Transcribe the entries that follow exactly as they appear, minus pictures.

--- START Exercise input ---

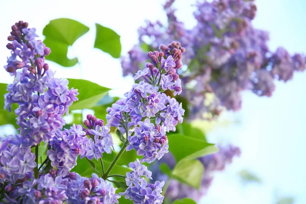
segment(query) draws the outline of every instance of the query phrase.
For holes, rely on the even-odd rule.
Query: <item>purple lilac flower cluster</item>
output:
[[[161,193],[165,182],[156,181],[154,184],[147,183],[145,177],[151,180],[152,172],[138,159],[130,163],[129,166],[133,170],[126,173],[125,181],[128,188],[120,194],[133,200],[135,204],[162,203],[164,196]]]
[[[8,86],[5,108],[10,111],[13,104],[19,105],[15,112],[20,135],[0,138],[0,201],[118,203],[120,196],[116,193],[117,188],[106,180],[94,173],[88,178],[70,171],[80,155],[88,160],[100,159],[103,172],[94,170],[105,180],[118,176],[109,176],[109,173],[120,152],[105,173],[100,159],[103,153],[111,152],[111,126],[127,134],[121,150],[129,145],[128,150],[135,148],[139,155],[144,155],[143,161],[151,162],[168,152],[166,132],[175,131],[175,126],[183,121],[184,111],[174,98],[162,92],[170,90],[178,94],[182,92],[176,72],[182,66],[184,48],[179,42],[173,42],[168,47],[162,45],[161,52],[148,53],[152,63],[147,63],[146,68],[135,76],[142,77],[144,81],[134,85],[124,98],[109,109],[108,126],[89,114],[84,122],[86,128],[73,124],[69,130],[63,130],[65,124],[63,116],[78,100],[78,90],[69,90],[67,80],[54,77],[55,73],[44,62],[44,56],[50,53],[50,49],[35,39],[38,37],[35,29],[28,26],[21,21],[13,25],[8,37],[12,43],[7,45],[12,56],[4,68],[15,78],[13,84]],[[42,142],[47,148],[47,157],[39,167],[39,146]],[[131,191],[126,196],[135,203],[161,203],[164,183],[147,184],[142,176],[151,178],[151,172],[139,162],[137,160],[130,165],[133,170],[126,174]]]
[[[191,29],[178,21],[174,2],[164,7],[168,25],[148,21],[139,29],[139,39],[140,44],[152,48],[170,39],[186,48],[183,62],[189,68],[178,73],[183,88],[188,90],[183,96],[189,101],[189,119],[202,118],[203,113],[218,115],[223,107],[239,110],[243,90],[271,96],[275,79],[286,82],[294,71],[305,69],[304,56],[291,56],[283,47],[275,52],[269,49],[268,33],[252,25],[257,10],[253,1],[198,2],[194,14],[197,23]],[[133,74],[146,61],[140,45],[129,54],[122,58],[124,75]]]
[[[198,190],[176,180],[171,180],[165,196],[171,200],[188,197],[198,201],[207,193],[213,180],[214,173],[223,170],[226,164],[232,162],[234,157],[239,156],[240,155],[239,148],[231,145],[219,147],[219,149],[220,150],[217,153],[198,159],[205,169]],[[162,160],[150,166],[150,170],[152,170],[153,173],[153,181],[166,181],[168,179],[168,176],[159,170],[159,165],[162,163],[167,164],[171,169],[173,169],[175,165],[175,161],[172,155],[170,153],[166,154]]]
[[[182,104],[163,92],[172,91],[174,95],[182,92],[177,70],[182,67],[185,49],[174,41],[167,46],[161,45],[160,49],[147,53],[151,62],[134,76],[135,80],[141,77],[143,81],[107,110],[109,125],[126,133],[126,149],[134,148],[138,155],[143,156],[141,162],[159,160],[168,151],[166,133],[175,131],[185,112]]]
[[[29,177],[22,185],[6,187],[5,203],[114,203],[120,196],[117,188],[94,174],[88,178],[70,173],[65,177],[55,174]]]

--- END Exercise input ---

**Result of the task**
segment(query) draws the outline of every instance of the query phrase.
For holes, rely on the even-odd rule.
Query: <item>purple lilac flower cluster</item>
output:
[[[161,193],[165,182],[156,181],[154,184],[147,183],[145,177],[151,180],[152,172],[138,159],[130,163],[129,166],[133,170],[126,173],[125,181],[128,188],[120,194],[133,200],[135,204],[162,203],[164,196]]]
[[[8,86],[5,108],[10,111],[13,104],[19,105],[15,112],[20,135],[0,138],[0,201],[118,203],[120,196],[116,193],[117,188],[106,180],[94,173],[88,178],[70,171],[80,155],[88,160],[100,159],[103,172],[94,170],[105,180],[118,176],[109,176],[109,173],[120,152],[105,173],[100,159],[103,153],[111,152],[111,126],[127,134],[121,150],[129,145],[128,150],[135,148],[139,155],[144,155],[143,161],[151,162],[168,152],[166,132],[175,131],[175,126],[183,121],[184,111],[174,98],[162,92],[170,90],[178,94],[182,92],[176,72],[182,66],[184,48],[179,42],[173,42],[168,47],[162,45],[161,52],[148,53],[152,63],[147,63],[146,68],[135,76],[142,77],[144,81],[134,85],[124,98],[109,109],[108,126],[89,114],[84,122],[86,128],[73,124],[69,130],[63,130],[65,124],[63,116],[78,100],[78,90],[69,90],[67,80],[54,77],[55,73],[44,62],[44,56],[50,53],[50,49],[35,39],[38,37],[35,29],[28,26],[21,21],[13,25],[8,37],[12,43],[7,45],[12,56],[4,68],[15,78],[13,84]],[[42,142],[47,148],[47,157],[39,167],[39,146]],[[131,191],[126,196],[135,203],[161,203],[164,183],[147,184],[142,176],[151,178],[151,172],[139,162],[137,160],[130,165],[133,170],[126,174]]]
[[[191,29],[178,21],[174,2],[164,7],[168,25],[148,21],[139,29],[139,39],[140,44],[152,48],[170,39],[186,48],[183,62],[189,68],[178,73],[183,88],[188,90],[183,96],[189,101],[189,119],[202,118],[203,113],[218,115],[223,107],[239,110],[243,90],[271,96],[275,79],[286,82],[294,71],[305,69],[304,56],[291,56],[283,47],[275,52],[269,49],[268,33],[252,25],[257,10],[253,1],[198,2],[194,14],[197,23]],[[133,74],[146,61],[140,45],[129,54],[122,58],[124,75]]]
[[[198,190],[176,180],[171,180],[165,196],[171,200],[188,197],[198,201],[207,193],[213,180],[214,173],[223,170],[226,164],[232,162],[234,157],[239,156],[240,155],[239,148],[231,145],[219,147],[219,149],[220,150],[217,153],[198,159],[205,169]],[[162,160],[150,166],[150,170],[152,170],[153,173],[153,181],[166,181],[168,179],[168,176],[159,170],[159,165],[162,163],[167,164],[171,169],[173,169],[175,165],[175,161],[172,155],[170,153],[166,154]]]
[[[182,104],[163,92],[172,91],[174,95],[182,92],[177,70],[182,67],[185,49],[174,41],[167,46],[161,45],[160,49],[147,53],[151,62],[134,76],[135,80],[141,77],[143,81],[107,110],[109,125],[126,133],[126,149],[134,148],[138,155],[143,156],[141,162],[159,160],[168,151],[166,133],[175,131],[185,112]]]
[[[29,177],[22,185],[6,187],[5,203],[114,203],[120,196],[117,188],[94,174],[88,178],[70,173],[65,177],[55,174]]]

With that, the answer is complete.